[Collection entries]
=== Begin Enclosure ===
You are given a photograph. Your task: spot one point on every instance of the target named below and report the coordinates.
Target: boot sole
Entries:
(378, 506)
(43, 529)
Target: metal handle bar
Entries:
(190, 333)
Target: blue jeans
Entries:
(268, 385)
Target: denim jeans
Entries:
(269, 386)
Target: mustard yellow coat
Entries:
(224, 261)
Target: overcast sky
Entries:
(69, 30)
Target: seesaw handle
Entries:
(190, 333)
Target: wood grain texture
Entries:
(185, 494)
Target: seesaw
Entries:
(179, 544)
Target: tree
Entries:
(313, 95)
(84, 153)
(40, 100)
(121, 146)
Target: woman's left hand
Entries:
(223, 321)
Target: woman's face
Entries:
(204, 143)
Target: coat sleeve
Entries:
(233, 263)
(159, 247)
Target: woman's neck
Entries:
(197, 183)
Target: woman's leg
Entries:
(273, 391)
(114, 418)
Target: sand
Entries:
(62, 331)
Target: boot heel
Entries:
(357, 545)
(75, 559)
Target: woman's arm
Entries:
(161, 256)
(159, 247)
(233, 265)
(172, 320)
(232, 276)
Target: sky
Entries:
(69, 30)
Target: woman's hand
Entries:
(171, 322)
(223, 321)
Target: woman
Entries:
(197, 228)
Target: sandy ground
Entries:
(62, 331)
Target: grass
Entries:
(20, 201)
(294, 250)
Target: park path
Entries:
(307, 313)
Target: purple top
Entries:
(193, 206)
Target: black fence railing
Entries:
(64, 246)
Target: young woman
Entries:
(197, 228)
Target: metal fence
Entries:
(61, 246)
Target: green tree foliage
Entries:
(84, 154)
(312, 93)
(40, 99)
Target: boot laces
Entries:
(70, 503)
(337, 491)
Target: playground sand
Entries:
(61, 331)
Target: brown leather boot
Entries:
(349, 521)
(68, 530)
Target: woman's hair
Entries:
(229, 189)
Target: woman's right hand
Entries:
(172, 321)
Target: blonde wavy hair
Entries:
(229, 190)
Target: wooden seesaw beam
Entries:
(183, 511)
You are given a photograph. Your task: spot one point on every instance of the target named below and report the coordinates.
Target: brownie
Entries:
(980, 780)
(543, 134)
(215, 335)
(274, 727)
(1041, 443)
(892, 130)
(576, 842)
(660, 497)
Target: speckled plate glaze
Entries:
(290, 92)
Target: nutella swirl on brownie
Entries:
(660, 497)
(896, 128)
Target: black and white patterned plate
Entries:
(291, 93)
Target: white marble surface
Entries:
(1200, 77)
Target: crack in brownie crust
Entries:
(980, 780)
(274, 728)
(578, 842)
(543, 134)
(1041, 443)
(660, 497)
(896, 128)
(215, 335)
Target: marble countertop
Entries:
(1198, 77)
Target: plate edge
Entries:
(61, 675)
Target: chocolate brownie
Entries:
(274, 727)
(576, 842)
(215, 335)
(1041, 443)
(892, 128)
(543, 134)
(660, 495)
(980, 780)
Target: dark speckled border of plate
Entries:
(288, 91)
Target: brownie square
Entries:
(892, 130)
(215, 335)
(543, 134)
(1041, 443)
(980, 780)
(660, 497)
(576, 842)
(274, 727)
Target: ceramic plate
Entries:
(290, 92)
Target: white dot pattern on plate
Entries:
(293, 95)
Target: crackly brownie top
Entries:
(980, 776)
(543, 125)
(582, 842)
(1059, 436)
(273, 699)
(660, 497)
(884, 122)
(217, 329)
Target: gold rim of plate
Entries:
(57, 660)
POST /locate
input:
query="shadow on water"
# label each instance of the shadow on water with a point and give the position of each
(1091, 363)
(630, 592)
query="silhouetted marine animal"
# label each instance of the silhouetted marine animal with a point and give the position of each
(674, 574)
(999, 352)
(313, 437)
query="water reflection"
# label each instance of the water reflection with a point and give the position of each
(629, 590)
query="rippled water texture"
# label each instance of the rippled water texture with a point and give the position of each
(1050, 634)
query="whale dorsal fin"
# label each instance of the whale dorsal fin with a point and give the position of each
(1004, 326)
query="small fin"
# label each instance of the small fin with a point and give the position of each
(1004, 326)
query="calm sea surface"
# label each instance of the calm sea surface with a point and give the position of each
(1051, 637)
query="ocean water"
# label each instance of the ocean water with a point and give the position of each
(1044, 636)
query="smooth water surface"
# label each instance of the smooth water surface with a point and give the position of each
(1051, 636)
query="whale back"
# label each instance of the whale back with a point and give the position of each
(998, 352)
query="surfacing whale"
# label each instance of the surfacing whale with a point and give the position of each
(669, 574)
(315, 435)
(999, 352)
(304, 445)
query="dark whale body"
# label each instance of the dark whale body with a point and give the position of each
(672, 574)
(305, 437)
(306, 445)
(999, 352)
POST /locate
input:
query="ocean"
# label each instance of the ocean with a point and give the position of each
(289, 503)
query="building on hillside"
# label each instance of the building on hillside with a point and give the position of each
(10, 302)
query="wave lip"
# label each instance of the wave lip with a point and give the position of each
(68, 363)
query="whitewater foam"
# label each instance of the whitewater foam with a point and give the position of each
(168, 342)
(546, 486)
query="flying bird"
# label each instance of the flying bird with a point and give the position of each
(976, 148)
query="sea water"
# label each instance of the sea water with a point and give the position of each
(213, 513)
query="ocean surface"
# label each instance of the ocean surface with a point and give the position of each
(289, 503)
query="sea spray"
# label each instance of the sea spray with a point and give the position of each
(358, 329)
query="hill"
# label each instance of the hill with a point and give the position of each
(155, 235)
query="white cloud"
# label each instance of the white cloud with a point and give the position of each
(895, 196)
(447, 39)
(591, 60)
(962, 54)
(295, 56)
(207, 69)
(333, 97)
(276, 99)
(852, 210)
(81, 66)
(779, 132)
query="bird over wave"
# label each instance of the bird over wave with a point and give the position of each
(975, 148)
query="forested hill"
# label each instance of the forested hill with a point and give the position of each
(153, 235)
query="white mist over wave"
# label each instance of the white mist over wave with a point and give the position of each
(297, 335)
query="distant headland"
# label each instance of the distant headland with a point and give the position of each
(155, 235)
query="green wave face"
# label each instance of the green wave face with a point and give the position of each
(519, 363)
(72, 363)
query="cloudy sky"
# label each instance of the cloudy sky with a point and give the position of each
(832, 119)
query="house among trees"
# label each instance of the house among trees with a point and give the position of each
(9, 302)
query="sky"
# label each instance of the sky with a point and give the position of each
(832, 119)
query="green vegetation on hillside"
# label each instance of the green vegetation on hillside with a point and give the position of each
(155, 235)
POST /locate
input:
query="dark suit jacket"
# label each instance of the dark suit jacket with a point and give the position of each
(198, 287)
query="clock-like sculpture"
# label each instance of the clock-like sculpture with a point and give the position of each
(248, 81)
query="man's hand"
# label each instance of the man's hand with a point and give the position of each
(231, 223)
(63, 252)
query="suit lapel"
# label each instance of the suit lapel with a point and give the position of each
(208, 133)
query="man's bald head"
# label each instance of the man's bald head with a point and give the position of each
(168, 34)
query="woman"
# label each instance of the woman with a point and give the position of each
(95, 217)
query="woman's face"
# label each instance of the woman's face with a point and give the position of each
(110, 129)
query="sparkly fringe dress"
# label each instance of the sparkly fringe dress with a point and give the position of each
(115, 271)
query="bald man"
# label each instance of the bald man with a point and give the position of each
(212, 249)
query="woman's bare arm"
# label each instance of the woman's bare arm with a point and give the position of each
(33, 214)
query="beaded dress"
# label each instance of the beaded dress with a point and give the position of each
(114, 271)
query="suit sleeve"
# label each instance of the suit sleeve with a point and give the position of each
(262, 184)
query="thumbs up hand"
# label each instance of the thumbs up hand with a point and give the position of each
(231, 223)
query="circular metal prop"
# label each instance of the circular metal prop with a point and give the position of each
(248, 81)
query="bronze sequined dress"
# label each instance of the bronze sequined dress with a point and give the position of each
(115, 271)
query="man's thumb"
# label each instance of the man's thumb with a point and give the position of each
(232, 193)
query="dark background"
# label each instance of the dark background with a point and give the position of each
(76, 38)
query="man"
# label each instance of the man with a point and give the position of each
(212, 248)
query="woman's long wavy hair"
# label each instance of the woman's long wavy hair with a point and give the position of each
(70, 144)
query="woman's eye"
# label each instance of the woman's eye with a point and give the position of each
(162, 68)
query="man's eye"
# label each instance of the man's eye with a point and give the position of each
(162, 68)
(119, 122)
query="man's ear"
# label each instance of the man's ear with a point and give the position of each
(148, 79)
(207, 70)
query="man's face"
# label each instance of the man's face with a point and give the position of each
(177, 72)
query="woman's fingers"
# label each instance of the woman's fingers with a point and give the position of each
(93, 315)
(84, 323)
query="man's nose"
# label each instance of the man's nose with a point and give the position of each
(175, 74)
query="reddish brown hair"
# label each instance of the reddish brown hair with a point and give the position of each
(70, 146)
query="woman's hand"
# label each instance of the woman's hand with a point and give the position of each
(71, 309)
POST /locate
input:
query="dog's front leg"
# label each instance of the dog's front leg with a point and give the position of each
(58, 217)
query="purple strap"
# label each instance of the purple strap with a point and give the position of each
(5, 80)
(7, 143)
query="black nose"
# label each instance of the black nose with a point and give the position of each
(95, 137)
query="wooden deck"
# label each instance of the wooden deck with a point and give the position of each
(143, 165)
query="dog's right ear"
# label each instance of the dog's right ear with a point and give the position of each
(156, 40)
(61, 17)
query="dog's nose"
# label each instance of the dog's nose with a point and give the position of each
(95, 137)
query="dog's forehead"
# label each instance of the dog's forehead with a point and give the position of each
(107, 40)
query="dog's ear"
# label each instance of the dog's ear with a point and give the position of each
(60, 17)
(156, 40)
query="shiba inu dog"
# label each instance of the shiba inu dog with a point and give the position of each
=== End Enclosure ===
**Instructions for the task:**
Gather from the data above every line with the string "brownie".

**Output of the exercise:**
Target: brownie
Target: nutella swirl on brownie
Target: crack in brownie crust
Target: chocolate brownie
Target: brownie square
Target: crackly brownie top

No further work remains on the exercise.